■ Instruction:
Output the material below in its entirety, exactly as given.

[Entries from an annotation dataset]
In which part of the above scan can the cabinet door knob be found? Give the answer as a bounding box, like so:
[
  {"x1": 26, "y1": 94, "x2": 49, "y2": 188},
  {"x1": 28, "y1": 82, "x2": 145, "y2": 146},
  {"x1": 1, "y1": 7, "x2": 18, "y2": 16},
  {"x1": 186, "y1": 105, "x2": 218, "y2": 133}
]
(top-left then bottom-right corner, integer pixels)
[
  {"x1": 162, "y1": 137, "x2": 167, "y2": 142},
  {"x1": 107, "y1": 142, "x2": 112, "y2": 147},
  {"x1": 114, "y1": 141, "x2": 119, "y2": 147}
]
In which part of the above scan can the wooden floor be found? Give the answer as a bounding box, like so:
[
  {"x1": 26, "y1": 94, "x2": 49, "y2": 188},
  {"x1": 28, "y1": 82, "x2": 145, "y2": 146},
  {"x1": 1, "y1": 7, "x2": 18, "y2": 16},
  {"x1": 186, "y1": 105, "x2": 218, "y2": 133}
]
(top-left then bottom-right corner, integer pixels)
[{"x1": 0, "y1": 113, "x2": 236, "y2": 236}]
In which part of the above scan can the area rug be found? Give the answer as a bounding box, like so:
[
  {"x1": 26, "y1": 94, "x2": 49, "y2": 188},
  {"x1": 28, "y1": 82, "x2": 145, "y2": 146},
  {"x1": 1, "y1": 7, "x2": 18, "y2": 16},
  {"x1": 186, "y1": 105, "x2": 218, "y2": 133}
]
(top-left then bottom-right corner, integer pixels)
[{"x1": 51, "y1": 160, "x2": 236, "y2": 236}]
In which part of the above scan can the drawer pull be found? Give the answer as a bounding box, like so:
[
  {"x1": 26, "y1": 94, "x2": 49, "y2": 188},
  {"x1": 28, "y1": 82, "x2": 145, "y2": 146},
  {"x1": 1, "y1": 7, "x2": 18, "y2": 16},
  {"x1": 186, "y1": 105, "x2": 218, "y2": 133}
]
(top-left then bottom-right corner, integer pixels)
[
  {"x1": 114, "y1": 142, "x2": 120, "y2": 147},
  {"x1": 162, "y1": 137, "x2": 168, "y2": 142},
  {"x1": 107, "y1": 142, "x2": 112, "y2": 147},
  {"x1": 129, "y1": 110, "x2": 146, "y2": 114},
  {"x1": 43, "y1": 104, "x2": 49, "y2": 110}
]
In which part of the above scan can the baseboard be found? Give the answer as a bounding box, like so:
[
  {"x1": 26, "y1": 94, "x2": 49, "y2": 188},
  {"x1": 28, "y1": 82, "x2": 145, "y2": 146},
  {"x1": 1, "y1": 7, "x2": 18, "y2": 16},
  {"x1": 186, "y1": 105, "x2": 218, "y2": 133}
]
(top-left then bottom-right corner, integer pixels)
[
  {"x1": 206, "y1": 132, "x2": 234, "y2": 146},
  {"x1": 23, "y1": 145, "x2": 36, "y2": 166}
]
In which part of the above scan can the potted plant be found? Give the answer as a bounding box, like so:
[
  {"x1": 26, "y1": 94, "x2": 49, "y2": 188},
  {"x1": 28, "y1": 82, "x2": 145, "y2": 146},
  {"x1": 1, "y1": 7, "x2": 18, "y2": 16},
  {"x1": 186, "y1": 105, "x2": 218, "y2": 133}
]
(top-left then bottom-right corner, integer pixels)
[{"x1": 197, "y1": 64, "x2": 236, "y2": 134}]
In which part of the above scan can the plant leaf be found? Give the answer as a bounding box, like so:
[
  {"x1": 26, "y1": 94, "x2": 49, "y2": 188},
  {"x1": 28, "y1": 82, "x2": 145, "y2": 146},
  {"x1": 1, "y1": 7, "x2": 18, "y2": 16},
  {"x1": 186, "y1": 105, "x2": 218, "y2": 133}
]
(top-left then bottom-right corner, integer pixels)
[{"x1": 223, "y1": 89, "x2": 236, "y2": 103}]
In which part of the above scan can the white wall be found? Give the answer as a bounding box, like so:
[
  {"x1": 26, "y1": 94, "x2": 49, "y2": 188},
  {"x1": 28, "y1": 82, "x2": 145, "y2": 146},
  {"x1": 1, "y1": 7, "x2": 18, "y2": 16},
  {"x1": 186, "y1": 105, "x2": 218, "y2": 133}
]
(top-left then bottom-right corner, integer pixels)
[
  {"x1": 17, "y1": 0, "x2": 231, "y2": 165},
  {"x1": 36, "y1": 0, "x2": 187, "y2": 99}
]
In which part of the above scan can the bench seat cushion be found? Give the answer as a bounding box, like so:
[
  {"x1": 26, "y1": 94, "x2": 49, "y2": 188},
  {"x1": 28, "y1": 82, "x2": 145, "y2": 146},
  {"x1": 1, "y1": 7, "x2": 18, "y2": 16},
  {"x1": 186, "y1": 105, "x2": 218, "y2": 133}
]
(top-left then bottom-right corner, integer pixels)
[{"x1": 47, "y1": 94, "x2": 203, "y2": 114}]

■ Result:
In which part of the above scan can the cabinet door knob be found? Give the answer as a bounding box, like so:
[
  {"x1": 26, "y1": 94, "x2": 49, "y2": 188},
  {"x1": 28, "y1": 82, "x2": 145, "y2": 146},
  {"x1": 1, "y1": 7, "x2": 18, "y2": 16},
  {"x1": 186, "y1": 105, "x2": 218, "y2": 133}
]
(top-left then bottom-right corner, integer pixels)
[
  {"x1": 162, "y1": 137, "x2": 167, "y2": 142},
  {"x1": 107, "y1": 142, "x2": 112, "y2": 147},
  {"x1": 114, "y1": 141, "x2": 119, "y2": 147}
]
In which part of the above scan can the wooden floor be found? Give the answer as a bounding box, like so:
[
  {"x1": 26, "y1": 94, "x2": 49, "y2": 188},
  {"x1": 28, "y1": 82, "x2": 145, "y2": 146},
  {"x1": 1, "y1": 7, "x2": 18, "y2": 16},
  {"x1": 186, "y1": 105, "x2": 218, "y2": 133}
]
(top-left then bottom-right corner, integer pixels)
[{"x1": 0, "y1": 113, "x2": 236, "y2": 236}]
In which part of the above scan can the area rug be found? Give the answer as a bounding box, like so:
[
  {"x1": 26, "y1": 94, "x2": 49, "y2": 188},
  {"x1": 28, "y1": 82, "x2": 145, "y2": 146},
  {"x1": 1, "y1": 7, "x2": 18, "y2": 16},
  {"x1": 186, "y1": 105, "x2": 218, "y2": 133}
]
(top-left then bottom-right corner, integer pixels)
[{"x1": 51, "y1": 160, "x2": 236, "y2": 236}]
In which part of the above scan can the drawer pull be found? Give the answer as a bounding box, like so:
[
  {"x1": 26, "y1": 94, "x2": 49, "y2": 188},
  {"x1": 28, "y1": 82, "x2": 145, "y2": 146},
  {"x1": 1, "y1": 7, "x2": 18, "y2": 16},
  {"x1": 186, "y1": 105, "x2": 218, "y2": 133}
]
(top-left then bottom-right corner, integer pixels)
[
  {"x1": 114, "y1": 142, "x2": 120, "y2": 147},
  {"x1": 162, "y1": 137, "x2": 168, "y2": 142},
  {"x1": 107, "y1": 142, "x2": 112, "y2": 147},
  {"x1": 129, "y1": 110, "x2": 146, "y2": 114},
  {"x1": 43, "y1": 104, "x2": 49, "y2": 110}
]
In which part of the above scan can the baseboard be found? Give the answer as a bounding box, like so:
[
  {"x1": 26, "y1": 94, "x2": 49, "y2": 188},
  {"x1": 28, "y1": 82, "x2": 145, "y2": 146},
  {"x1": 1, "y1": 7, "x2": 18, "y2": 16},
  {"x1": 186, "y1": 105, "x2": 218, "y2": 133}
]
(top-left then bottom-right corner, integer pixels)
[
  {"x1": 206, "y1": 132, "x2": 234, "y2": 146},
  {"x1": 23, "y1": 145, "x2": 36, "y2": 166}
]
In which part of the above scan can the potted plant be found? Give the answer as a bounding box, like so:
[
  {"x1": 26, "y1": 94, "x2": 49, "y2": 188},
  {"x1": 28, "y1": 82, "x2": 145, "y2": 146},
  {"x1": 1, "y1": 7, "x2": 18, "y2": 16},
  {"x1": 186, "y1": 105, "x2": 218, "y2": 133}
]
(top-left then bottom-right corner, integer pixels)
[{"x1": 197, "y1": 64, "x2": 236, "y2": 134}]
In which part of the above scan can the plant leaf be found? Give the answer as a bounding box, like so:
[
  {"x1": 26, "y1": 94, "x2": 49, "y2": 188},
  {"x1": 28, "y1": 82, "x2": 145, "y2": 146},
  {"x1": 1, "y1": 7, "x2": 18, "y2": 16},
  {"x1": 186, "y1": 105, "x2": 218, "y2": 133}
]
(top-left then bottom-right corner, integer pixels)
[{"x1": 223, "y1": 89, "x2": 236, "y2": 103}]
In which part of the above scan can the white wall be found? Give the answer as a bounding box, like so:
[
  {"x1": 26, "y1": 94, "x2": 49, "y2": 188},
  {"x1": 28, "y1": 82, "x2": 145, "y2": 146},
  {"x1": 1, "y1": 7, "x2": 18, "y2": 16},
  {"x1": 186, "y1": 105, "x2": 218, "y2": 133}
]
(top-left then bottom-right corner, integer pixels)
[
  {"x1": 17, "y1": 0, "x2": 231, "y2": 165},
  {"x1": 36, "y1": 0, "x2": 187, "y2": 99}
]
In which part of the above scan can the bench seat cushion be found? Give the answer as a bounding box, like so:
[
  {"x1": 26, "y1": 94, "x2": 49, "y2": 188},
  {"x1": 28, "y1": 82, "x2": 145, "y2": 146},
  {"x1": 1, "y1": 7, "x2": 18, "y2": 16},
  {"x1": 186, "y1": 105, "x2": 218, "y2": 133}
]
(top-left then bottom-right corner, integer pixels)
[{"x1": 47, "y1": 94, "x2": 203, "y2": 114}]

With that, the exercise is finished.